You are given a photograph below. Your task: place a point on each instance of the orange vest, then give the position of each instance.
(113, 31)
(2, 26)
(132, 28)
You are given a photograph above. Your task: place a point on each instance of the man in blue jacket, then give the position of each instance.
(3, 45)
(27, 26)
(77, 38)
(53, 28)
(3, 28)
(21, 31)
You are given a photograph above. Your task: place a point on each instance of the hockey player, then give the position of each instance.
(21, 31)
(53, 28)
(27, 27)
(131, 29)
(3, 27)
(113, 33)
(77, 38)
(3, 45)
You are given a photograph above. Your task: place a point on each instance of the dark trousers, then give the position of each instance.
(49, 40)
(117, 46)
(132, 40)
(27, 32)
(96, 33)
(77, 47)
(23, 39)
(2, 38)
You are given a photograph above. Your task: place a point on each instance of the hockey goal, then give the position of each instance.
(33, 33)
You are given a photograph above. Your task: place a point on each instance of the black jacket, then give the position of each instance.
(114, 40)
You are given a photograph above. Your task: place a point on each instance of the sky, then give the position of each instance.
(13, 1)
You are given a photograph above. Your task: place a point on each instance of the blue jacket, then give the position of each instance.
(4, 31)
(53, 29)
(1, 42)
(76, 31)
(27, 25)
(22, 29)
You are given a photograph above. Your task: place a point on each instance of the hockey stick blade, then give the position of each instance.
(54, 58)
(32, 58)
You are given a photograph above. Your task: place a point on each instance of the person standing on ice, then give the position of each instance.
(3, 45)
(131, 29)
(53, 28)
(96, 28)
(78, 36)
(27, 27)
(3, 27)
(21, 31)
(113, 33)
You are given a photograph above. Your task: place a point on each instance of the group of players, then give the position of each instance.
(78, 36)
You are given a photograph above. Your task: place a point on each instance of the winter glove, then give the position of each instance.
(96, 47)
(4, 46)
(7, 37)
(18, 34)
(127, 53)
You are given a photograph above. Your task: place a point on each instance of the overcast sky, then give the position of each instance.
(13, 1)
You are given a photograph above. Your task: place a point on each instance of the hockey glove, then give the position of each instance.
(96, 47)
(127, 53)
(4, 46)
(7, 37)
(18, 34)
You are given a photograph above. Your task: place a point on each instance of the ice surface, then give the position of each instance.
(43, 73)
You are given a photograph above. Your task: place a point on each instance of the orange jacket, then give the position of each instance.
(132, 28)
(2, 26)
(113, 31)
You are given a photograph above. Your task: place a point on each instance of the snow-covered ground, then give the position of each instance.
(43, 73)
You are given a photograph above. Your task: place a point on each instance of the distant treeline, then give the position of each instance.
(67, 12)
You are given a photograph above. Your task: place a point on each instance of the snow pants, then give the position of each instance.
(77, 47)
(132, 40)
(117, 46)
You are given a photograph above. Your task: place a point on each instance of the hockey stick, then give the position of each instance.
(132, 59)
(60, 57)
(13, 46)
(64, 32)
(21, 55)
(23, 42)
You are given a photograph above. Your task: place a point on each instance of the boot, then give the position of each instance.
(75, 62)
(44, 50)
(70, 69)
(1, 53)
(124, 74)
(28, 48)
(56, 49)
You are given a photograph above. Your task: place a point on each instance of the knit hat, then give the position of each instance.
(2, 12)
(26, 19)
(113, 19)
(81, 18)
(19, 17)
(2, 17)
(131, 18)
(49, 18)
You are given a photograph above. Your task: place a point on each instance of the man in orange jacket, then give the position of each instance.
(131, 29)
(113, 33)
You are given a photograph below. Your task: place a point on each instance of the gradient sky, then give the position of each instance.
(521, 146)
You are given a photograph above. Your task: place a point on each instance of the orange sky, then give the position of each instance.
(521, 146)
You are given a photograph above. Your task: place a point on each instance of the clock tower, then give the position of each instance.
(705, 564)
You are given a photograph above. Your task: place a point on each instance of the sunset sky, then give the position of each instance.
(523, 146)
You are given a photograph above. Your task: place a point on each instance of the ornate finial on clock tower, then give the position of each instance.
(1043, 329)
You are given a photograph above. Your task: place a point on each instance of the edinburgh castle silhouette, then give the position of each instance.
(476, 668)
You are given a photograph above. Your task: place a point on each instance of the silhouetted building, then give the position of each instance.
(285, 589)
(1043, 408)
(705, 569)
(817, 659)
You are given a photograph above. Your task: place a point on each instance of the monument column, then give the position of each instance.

---

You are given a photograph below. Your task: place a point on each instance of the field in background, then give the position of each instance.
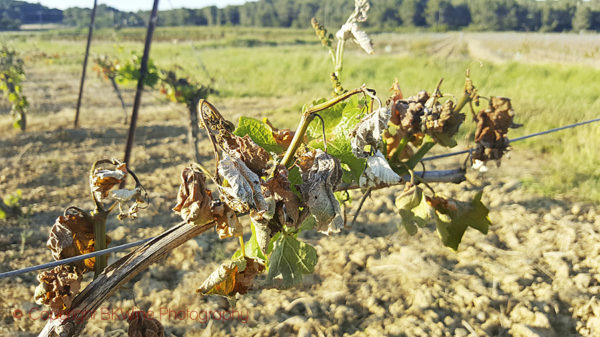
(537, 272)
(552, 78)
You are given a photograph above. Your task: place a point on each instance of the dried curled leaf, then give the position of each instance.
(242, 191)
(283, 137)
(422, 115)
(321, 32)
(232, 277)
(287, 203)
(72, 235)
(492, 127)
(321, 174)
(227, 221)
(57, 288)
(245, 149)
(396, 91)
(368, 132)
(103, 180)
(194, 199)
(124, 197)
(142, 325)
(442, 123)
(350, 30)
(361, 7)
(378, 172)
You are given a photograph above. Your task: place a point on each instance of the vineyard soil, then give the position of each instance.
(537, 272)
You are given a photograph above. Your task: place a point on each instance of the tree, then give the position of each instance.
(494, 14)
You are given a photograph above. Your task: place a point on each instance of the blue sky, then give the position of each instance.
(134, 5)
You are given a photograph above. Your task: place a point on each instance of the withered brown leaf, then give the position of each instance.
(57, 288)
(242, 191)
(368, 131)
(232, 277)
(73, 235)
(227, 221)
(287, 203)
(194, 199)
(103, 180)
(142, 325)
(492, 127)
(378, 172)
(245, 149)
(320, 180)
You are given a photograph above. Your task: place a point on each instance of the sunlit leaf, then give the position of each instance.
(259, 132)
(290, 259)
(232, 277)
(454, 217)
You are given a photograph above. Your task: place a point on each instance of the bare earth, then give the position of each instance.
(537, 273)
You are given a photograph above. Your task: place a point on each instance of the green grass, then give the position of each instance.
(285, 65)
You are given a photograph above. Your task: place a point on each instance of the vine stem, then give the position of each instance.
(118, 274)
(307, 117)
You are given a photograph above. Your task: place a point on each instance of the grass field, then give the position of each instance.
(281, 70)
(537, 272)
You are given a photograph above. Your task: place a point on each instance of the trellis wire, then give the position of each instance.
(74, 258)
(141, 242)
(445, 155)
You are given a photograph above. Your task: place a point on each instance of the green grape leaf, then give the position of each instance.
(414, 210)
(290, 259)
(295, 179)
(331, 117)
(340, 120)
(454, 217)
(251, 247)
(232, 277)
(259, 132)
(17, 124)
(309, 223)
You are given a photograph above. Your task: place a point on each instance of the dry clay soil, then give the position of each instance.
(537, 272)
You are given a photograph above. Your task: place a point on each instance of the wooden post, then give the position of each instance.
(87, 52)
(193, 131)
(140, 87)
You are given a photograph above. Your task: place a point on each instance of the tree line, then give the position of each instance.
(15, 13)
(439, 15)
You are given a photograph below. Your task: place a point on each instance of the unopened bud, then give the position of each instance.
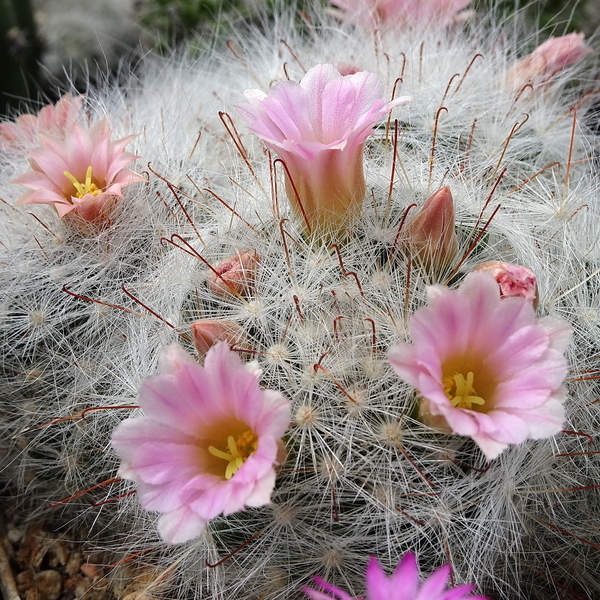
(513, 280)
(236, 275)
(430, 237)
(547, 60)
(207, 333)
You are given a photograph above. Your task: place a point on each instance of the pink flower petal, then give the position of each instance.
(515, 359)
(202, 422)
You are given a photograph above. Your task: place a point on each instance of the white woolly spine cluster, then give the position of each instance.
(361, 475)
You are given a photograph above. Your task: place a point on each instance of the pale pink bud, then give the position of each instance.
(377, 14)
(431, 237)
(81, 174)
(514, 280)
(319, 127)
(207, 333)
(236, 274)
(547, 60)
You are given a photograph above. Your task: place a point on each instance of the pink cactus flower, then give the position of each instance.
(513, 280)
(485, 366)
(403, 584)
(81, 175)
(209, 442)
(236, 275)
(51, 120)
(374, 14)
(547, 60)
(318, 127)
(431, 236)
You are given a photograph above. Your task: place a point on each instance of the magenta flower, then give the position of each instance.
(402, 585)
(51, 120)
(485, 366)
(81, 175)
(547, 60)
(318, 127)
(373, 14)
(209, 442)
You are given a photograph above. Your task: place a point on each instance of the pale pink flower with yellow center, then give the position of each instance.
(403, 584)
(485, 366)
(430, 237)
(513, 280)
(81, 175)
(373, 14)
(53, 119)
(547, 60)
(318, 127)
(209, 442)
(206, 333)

---

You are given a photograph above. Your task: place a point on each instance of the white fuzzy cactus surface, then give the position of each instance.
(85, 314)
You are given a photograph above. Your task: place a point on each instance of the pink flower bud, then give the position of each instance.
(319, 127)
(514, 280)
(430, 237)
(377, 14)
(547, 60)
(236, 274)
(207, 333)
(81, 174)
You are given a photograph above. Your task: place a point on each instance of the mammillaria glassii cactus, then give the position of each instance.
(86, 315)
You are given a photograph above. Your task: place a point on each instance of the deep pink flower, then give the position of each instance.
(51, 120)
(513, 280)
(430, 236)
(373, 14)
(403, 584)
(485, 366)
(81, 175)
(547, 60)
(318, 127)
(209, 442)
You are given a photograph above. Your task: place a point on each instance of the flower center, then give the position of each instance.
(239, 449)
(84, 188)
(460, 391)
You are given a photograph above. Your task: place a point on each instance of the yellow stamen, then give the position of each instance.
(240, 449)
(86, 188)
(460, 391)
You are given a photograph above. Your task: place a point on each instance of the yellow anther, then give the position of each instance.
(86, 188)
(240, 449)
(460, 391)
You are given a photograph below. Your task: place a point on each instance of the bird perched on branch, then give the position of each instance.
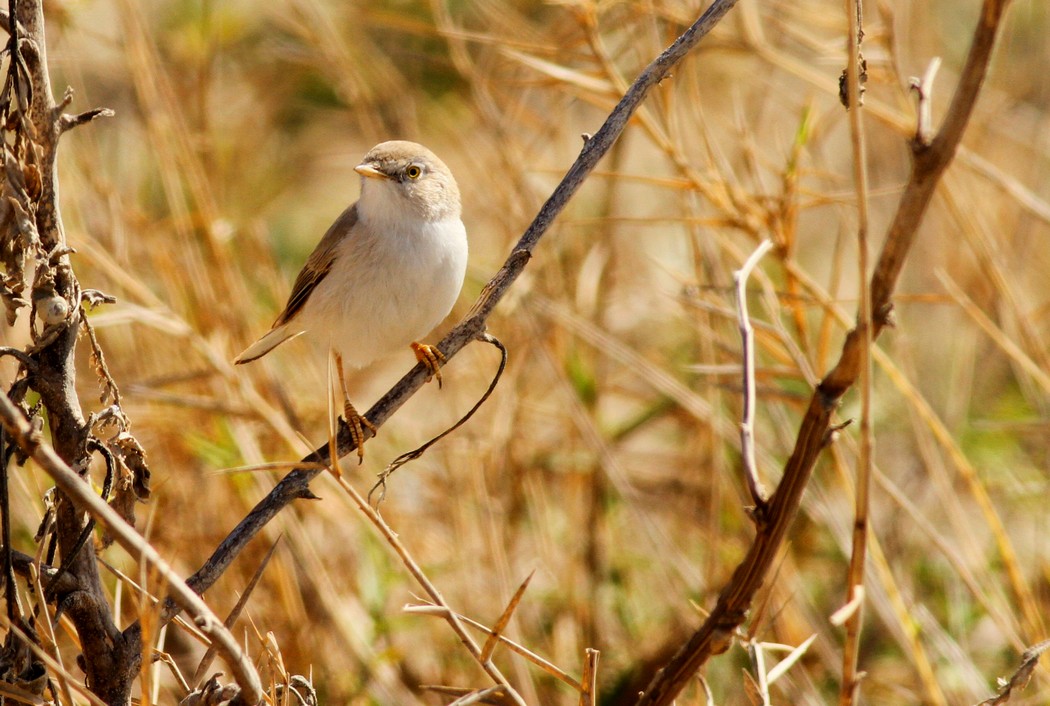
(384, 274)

#### TASK TO COMPLETE:
Return each line of the material above that contains the word "leaf", copied as it appears.

#### TASK OUTPUT:
You are given a photograph above. Your task: place a point on each instance of the dried curled leaf, then give the position of each instance.
You are given a photograph above. Your task: place a point on each instance of the withered brown leaf, then give the position of each instance.
You are given a photograph above. Your task: place a point on each instance of the sunlit leaf, then give the position of each instance.
You are given a photograph above. Your task: place a point on each instance of the green grape leaf, then give the position of each instance.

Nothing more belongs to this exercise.